Write out the listing below again, substituting "put a mark" for every occurrence of "place a dot" and keeping everything else the same.

Dataset rows start

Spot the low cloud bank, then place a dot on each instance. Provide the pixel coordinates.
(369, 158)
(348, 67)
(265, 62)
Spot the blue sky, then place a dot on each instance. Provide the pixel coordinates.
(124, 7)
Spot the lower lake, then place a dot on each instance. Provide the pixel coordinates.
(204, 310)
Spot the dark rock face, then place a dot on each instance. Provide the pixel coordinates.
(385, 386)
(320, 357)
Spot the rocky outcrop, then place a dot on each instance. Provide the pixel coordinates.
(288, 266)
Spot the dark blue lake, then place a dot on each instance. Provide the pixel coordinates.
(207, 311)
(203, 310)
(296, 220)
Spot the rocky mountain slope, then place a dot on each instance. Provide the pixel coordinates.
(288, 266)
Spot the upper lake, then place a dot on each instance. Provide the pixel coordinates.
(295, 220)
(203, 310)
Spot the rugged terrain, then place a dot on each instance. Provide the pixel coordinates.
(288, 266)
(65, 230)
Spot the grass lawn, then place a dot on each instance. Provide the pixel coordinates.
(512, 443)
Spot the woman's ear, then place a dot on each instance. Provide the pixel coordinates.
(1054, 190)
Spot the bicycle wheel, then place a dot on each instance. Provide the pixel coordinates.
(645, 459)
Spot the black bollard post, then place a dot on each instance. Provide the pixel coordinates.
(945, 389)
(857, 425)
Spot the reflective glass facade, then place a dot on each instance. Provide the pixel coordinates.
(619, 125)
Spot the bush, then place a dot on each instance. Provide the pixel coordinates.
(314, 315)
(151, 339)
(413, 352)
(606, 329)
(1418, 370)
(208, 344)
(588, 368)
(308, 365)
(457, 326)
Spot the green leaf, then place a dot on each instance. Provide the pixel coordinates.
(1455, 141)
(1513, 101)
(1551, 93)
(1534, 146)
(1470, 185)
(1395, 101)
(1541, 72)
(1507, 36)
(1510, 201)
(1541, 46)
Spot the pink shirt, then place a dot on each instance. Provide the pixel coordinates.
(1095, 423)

Dataset rows end

» **Result**
Spot the low cloud bank, then put a mark on each instance. Provide the pixel coordinates.
(369, 158)
(348, 67)
(265, 62)
Spot the blue sky, then put a mark on each instance. Provide the pixel coordinates.
(124, 7)
Spot the lower lake, then put a mark on each instance. Provide the pixel coordinates.
(204, 310)
Spot the dark rock face, then put a mark on each instance. Provide the pixel coordinates.
(385, 386)
(320, 357)
Spot the rocky outcrop, then put a mark on each instance. Provide the pixel coordinates.
(288, 266)
Spot the dark blue lake, then put a mark on each instance. Provide the pixel coordinates.
(207, 311)
(203, 310)
(296, 220)
Spot the rocky mountain slope, then put a mark on each instance. Provide the pixel coordinates.
(288, 266)
Spot the upper lake, then put a mark on each instance. Provide the pixel coordinates.
(295, 220)
(203, 310)
Spot the rugged terrain, then put a mark on each instance. Provide the pixel coordinates.
(288, 266)
(65, 230)
Spot the grass lawn, then put a mark on each instance. Provide the pixel coordinates.
(512, 443)
Spot the woman's ear, then put a mark on each instance. Provide the pixel coordinates.
(1054, 190)
Spot the bicycle wheel, then put a mark on each instance. Provide the pixel coordinates.
(645, 459)
Spot the black bollard post, then put a mark on each instance. Provide the pixel coordinates.
(945, 389)
(857, 425)
Spot the reflective glass facade, then put a mark on each instance. Provide the pixel coordinates.
(619, 125)
Spot the bush, then put a mark on each instance. Provide the pixel coordinates.
(314, 315)
(151, 339)
(413, 352)
(606, 329)
(1418, 370)
(208, 344)
(588, 368)
(308, 365)
(457, 326)
Spot the green leaf, then put a mark on each instance. Provide the pixel coordinates.
(1455, 141)
(1513, 101)
(1551, 93)
(1534, 146)
(1470, 185)
(1395, 101)
(1541, 72)
(1507, 36)
(1510, 201)
(1541, 46)
Spot the pink shirt, then put a mark on each instance. Provide the pixel coordinates.
(1095, 423)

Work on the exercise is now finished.